§ **Text to read**:
And if there’s one singular line that points to the absurdity of it all, it’s this from league president Matt Lawdermilk:
“The 4-year-olds play flag,” Matt said. “They can’t sign their name so they just scribble.”
Lawdermilk told WSJ he started the letters in 2014, two years after founding the league, to deter coaches from recruiting players already on a team. As Armstrong writes, “as with so many issues in youth sports, the adults were getting out of hand.”
Coaches would approach parents at major events and recruit their kids. According to WSJ, families went tent to tent at a celebration to get free food and hear coaches’ pitches.
Megan Lawdermilk, the league manager and Matt’s wife, said they “had to draw the line.”
“Once the kids sign, we take a picture of them signing with the coaches so other coaches can’t go and bug ’em, make promises, which they’ve done in the past.”
The players, parents, “Team Mom” and coach all sign contracts stating their commitment to a team. There are approximately 1,500 kids in the league.

§ **Material provided**:

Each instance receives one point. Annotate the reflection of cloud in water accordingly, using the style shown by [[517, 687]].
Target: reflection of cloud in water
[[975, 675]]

§ **Challenge A**:
Answer these from the youth league passage:
(i) In what year did Matt Lawdermilk start the letters?
(ii) What position does Megan Lawdermilk hold?
(iii) About how many kids are in the league?
§ **Challenge B**:
Resume the passage about the youth league's signing contracts, picking up after its last sentence.
The listing has no connection to the youth league passage.

§ **Exercise response A**:
(i) 2014
(ii) League manager
(iii) Approximately 1,500

§ **Exercise response B**:
The letters are not legally binding, though the parents’ contracts can be terminated and consequences include permanent removal from the league.
The introduction of commitment letters turned into elaborate signing ceremonies centered around birthdays with some players drawing it out like LeBron James’ infamous “The Decision,” according to WSJ.
Champions earn rings, coaches are always on the lookout for talent and parents pay anywhere from $140 for flag to $235 for tackle. (Cheer, grouped with football leagues at the youth level, is upwards of $315.) That’s more than double a standard rate for recreation youth football leagues, even in places with higher costs of living.
All in the hopes it will ultimately lead to a final letter of intent that’s evolved from the scribble.